* _What you will do_: Please retype exactly the lines from the one containing "Annotation task: mark the woman's right" through the end of the records, leaving out the pictures.

* _Data for review_:
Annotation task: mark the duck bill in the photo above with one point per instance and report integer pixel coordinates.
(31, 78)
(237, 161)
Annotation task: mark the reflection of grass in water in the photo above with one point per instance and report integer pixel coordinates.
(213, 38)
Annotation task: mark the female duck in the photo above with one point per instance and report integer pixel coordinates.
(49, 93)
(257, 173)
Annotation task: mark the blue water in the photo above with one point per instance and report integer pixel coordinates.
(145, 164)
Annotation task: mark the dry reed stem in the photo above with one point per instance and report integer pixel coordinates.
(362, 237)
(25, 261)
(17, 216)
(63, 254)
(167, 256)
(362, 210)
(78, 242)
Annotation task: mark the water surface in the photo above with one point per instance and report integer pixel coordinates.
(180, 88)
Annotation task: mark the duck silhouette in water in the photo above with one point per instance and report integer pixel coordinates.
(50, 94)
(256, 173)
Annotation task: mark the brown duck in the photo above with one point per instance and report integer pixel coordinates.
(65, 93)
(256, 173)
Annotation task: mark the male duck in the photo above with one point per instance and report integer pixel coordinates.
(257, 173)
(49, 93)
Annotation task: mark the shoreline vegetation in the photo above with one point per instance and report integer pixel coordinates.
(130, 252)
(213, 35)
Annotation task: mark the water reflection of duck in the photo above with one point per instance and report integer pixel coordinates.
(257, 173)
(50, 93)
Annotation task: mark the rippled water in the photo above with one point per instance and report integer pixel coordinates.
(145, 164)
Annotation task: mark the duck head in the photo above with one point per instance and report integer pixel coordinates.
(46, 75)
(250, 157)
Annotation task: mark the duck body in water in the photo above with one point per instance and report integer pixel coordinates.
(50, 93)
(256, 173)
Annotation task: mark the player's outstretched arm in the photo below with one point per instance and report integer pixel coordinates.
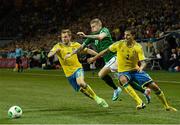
(98, 36)
(75, 51)
(91, 52)
(102, 53)
(52, 53)
(142, 66)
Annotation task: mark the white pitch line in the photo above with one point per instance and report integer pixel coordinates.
(96, 77)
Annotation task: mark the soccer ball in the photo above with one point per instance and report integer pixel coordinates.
(15, 112)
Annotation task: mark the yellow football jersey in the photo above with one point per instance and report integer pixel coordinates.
(127, 57)
(71, 64)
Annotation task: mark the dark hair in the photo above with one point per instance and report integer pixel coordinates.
(96, 20)
(131, 30)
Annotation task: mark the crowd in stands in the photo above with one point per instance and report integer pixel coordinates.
(37, 27)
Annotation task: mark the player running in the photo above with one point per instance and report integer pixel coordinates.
(129, 54)
(72, 67)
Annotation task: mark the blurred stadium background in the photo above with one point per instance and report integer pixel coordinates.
(35, 26)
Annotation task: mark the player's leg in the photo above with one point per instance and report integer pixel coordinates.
(161, 96)
(145, 91)
(20, 65)
(87, 90)
(124, 78)
(103, 74)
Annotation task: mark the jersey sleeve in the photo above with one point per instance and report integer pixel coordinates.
(114, 47)
(87, 42)
(54, 48)
(140, 53)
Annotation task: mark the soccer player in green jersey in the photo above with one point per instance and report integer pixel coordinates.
(102, 39)
(72, 67)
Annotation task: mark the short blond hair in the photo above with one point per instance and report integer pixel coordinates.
(97, 21)
(66, 31)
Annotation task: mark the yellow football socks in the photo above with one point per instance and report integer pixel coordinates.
(132, 93)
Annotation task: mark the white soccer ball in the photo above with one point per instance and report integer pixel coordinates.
(15, 112)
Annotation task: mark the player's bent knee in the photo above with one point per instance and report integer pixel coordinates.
(83, 85)
(123, 80)
(158, 92)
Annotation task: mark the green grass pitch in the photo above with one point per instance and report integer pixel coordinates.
(46, 97)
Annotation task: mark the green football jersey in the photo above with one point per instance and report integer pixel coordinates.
(103, 44)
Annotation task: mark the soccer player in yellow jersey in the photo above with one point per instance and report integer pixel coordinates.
(129, 54)
(72, 67)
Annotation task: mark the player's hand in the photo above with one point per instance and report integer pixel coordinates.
(67, 56)
(57, 50)
(139, 69)
(82, 34)
(90, 60)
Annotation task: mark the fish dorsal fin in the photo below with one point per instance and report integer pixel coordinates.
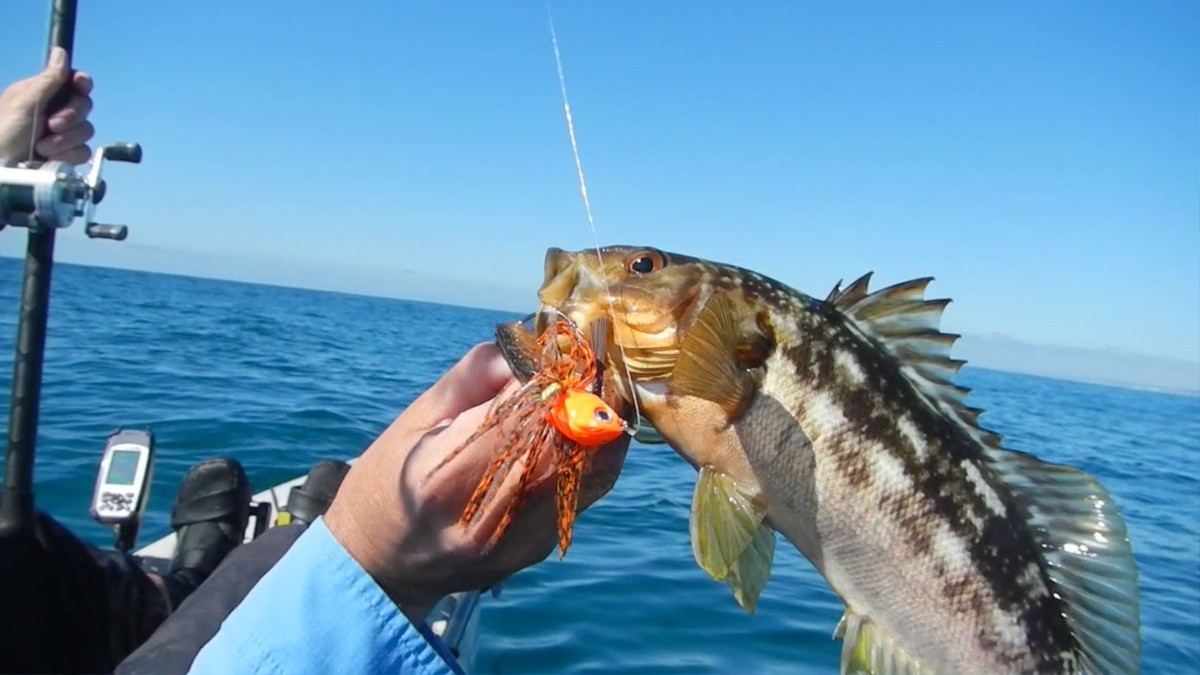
(905, 326)
(1083, 536)
(868, 649)
(1087, 553)
(707, 365)
(729, 537)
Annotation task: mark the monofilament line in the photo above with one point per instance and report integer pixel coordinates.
(587, 208)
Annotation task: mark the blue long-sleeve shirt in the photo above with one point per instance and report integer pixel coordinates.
(317, 610)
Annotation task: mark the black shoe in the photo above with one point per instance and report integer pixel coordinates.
(311, 500)
(210, 515)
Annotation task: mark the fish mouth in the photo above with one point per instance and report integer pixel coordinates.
(633, 329)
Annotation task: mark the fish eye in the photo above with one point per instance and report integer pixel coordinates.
(645, 262)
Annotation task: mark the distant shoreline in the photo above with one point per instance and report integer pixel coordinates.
(1006, 348)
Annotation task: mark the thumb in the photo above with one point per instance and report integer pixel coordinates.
(47, 83)
(480, 375)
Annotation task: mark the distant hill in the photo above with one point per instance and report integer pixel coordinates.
(996, 352)
(1117, 368)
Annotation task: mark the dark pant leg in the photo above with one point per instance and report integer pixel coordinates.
(66, 607)
(174, 646)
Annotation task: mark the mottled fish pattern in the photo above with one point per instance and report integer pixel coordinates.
(837, 423)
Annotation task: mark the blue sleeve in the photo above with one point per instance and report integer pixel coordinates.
(317, 610)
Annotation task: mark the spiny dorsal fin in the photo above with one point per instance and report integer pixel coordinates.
(905, 326)
(707, 365)
(1083, 535)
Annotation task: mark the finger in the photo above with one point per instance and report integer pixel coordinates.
(71, 141)
(70, 115)
(47, 83)
(82, 83)
(603, 472)
(479, 376)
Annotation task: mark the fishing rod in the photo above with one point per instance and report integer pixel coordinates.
(43, 197)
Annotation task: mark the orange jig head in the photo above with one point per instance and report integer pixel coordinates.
(583, 417)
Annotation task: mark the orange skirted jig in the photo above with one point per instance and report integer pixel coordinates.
(562, 411)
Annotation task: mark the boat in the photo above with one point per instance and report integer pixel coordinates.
(455, 619)
(45, 197)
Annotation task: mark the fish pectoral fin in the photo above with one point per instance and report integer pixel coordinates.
(868, 649)
(1090, 559)
(750, 572)
(723, 523)
(707, 365)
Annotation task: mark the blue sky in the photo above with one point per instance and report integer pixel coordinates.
(1039, 160)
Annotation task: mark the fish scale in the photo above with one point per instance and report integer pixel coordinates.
(837, 423)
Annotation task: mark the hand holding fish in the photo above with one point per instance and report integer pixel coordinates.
(401, 519)
(63, 135)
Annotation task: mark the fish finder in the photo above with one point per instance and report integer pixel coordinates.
(123, 483)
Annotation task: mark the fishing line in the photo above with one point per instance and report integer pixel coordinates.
(587, 207)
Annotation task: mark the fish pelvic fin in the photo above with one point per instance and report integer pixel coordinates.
(707, 365)
(749, 574)
(729, 537)
(868, 649)
(1084, 539)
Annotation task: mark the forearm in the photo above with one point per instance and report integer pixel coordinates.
(317, 610)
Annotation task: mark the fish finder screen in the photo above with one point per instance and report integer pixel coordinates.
(124, 467)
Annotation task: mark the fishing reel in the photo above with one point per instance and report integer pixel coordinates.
(49, 195)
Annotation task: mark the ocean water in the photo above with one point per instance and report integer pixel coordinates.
(281, 378)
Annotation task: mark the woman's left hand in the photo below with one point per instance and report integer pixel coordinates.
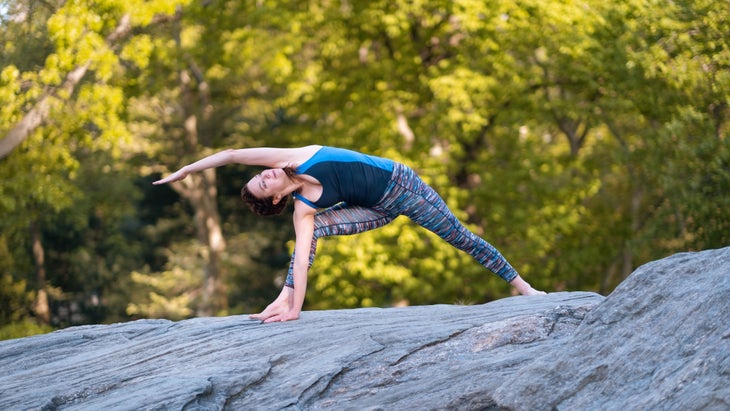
(285, 316)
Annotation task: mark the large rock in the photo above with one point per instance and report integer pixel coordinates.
(661, 340)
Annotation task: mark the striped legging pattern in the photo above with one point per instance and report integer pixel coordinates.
(407, 195)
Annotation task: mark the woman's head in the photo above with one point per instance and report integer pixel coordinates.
(262, 193)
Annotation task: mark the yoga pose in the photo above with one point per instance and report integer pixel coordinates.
(342, 192)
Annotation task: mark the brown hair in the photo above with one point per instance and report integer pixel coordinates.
(266, 206)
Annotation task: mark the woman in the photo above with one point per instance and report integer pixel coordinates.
(341, 192)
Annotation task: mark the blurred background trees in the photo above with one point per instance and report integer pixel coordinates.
(582, 138)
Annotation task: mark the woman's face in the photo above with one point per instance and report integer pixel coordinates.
(268, 183)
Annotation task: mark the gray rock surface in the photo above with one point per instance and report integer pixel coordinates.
(661, 340)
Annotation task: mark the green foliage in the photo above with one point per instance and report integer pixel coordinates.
(24, 328)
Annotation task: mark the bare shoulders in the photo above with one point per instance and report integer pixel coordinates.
(303, 154)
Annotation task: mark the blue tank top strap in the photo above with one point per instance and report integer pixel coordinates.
(304, 200)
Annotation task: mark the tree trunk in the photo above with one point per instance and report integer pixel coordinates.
(201, 192)
(41, 308)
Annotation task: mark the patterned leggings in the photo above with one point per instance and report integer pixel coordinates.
(406, 195)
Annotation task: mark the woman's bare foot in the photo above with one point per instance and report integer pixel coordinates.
(281, 305)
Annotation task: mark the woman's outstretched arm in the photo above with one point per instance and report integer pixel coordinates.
(259, 156)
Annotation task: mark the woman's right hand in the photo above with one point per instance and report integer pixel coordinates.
(176, 176)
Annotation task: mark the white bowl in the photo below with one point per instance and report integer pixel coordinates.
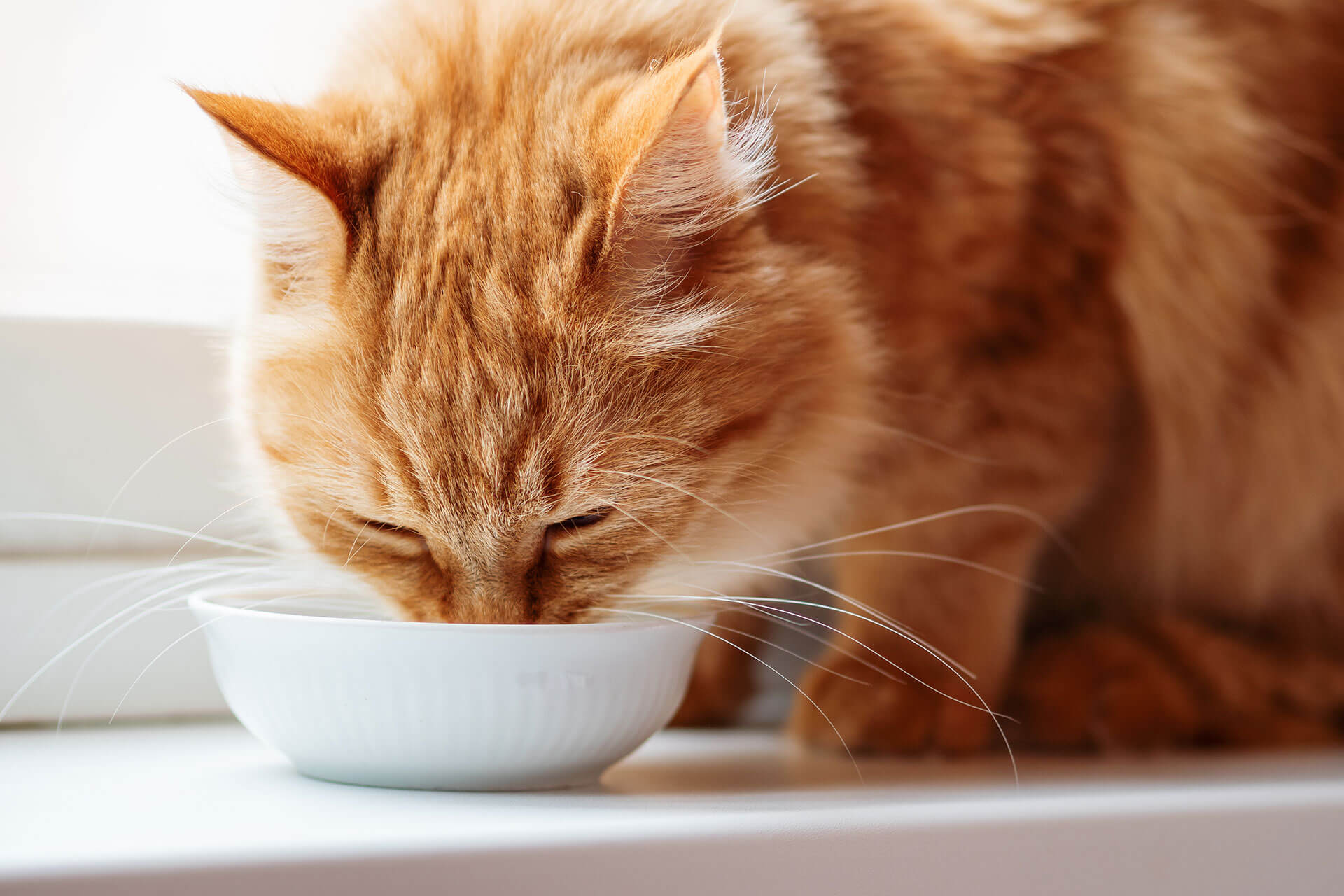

* _Answer to this task_:
Annotation task: mark the woman's right hand in the photo above with one point per instance and report integer pixel coordinates.
(176, 176)
Annotation task: mark the white bowl in the photo below with one point per instance and report integer pixel coordinates.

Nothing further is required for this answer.